- What you will do: Copy only what runs from the line containing "Task: place one keypoint per instance of the tree foliage" through the end of the material below, line for line, with both ends included.

[Labeled-object pointing entries]
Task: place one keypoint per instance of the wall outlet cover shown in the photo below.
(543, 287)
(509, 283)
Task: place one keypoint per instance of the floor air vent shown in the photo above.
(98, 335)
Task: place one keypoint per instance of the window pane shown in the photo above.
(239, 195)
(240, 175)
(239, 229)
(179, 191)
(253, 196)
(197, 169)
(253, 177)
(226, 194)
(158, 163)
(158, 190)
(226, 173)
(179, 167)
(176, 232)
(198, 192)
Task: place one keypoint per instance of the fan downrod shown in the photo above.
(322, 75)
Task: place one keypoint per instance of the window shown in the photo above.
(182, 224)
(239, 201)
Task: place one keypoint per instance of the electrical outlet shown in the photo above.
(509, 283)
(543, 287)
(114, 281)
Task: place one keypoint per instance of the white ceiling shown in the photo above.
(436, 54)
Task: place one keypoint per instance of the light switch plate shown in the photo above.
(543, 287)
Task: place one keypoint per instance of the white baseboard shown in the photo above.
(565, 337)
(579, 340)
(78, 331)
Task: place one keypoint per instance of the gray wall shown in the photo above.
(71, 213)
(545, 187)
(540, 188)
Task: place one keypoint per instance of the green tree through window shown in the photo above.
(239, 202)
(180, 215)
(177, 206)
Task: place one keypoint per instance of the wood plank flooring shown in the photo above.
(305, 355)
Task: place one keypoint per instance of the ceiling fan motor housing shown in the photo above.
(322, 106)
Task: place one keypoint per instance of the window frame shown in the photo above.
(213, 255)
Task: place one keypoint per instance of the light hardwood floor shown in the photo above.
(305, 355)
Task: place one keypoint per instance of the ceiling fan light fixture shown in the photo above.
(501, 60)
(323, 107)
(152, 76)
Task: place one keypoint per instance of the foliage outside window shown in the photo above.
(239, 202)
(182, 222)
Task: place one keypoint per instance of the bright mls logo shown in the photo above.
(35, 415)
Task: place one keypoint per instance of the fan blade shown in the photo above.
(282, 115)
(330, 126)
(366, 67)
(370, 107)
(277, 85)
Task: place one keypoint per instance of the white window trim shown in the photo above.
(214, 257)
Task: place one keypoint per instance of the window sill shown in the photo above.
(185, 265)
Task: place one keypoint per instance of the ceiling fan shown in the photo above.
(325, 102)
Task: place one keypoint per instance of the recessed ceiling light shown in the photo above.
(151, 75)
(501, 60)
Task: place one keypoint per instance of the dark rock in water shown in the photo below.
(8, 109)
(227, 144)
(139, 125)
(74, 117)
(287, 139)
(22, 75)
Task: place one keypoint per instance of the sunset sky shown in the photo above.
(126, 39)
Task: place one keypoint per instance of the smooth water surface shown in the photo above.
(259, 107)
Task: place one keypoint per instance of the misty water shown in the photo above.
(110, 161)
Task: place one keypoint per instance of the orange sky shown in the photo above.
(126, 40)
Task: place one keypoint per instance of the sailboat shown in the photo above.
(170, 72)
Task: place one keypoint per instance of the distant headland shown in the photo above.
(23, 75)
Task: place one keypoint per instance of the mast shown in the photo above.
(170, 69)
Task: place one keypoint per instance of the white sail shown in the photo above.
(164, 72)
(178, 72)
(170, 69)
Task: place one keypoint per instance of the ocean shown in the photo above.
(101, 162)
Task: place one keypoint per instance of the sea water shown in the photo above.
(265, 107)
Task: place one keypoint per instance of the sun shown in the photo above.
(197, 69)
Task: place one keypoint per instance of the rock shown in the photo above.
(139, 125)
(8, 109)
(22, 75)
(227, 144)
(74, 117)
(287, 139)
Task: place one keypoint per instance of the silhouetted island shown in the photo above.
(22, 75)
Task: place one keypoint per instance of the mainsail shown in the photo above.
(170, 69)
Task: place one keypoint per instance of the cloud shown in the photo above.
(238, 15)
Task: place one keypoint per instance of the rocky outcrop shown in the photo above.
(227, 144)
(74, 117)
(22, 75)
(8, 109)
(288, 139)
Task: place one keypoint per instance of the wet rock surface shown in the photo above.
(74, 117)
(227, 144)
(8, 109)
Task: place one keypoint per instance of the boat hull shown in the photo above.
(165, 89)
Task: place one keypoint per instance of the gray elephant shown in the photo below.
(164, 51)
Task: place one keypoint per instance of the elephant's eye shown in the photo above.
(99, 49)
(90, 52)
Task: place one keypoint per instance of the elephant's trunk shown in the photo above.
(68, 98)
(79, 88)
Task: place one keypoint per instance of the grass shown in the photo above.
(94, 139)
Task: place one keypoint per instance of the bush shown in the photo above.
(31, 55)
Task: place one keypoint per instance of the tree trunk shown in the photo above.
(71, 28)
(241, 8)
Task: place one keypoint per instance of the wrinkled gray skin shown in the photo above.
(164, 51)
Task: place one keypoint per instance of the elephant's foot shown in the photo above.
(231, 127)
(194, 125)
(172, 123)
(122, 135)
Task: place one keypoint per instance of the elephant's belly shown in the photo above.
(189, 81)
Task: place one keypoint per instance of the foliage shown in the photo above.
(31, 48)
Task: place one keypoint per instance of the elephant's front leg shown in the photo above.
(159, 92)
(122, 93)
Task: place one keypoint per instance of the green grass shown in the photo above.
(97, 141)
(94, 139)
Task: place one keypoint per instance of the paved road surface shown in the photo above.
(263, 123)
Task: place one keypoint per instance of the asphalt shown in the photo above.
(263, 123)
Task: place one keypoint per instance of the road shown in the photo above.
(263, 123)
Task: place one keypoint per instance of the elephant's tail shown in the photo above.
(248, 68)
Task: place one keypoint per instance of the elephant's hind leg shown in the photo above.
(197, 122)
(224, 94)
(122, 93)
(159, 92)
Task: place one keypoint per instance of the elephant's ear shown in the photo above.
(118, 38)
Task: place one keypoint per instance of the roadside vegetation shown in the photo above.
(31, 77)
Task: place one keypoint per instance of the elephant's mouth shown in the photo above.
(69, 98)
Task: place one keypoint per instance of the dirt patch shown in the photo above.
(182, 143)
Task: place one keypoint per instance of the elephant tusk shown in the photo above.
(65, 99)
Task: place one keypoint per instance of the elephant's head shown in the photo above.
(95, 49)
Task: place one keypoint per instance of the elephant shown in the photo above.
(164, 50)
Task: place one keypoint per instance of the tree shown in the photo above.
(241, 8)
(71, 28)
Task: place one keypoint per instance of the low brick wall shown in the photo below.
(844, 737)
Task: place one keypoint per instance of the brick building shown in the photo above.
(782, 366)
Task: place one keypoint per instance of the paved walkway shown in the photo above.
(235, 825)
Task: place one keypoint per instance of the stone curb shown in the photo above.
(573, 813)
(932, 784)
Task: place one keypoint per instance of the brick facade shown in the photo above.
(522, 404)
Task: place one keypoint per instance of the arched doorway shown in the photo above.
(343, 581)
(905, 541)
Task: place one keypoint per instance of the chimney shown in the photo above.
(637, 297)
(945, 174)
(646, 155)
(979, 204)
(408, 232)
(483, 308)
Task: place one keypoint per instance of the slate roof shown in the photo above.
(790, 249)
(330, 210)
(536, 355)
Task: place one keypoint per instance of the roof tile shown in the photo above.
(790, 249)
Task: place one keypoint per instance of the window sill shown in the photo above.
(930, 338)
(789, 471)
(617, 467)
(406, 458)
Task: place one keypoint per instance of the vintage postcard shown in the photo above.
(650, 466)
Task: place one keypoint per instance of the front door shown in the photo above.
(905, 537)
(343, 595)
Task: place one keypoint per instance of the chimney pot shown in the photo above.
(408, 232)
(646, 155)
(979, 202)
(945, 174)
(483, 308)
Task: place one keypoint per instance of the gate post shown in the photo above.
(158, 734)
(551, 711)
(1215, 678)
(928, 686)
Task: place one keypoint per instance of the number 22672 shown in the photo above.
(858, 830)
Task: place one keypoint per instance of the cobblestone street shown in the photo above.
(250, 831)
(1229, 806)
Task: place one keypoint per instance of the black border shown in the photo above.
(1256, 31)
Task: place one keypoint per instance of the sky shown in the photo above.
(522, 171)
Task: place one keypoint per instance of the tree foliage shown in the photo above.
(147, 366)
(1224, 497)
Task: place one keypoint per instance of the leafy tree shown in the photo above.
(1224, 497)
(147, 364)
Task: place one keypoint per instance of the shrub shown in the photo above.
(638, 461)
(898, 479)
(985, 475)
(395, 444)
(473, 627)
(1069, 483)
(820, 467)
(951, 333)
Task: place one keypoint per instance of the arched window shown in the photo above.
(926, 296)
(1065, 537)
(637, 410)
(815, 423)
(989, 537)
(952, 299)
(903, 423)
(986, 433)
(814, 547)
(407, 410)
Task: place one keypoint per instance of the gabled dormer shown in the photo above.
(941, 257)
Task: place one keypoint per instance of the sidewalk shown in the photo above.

- Solution to the exercise:
Task: place one keypoint per instance of the tree foliage shown in the photo above.
(147, 366)
(1224, 497)
Task: place one keypoint per instance of the leafy tree shown in the photo above.
(1224, 497)
(147, 364)
Task: place one keypoint per instance of the shrub shown in the photo above.
(638, 461)
(898, 479)
(985, 475)
(395, 444)
(473, 627)
(1069, 483)
(820, 467)
(951, 333)
Task: place one keypoint per instance of the arched window shown in the photo above.
(926, 296)
(1065, 537)
(637, 410)
(815, 423)
(989, 537)
(952, 299)
(903, 423)
(986, 433)
(814, 547)
(407, 410)
Task: place one keypoint per instance of the gabled dormer shown in the photo above.
(941, 257)
Task: place one keypoint per instance of the sidewalk shown in the photo above.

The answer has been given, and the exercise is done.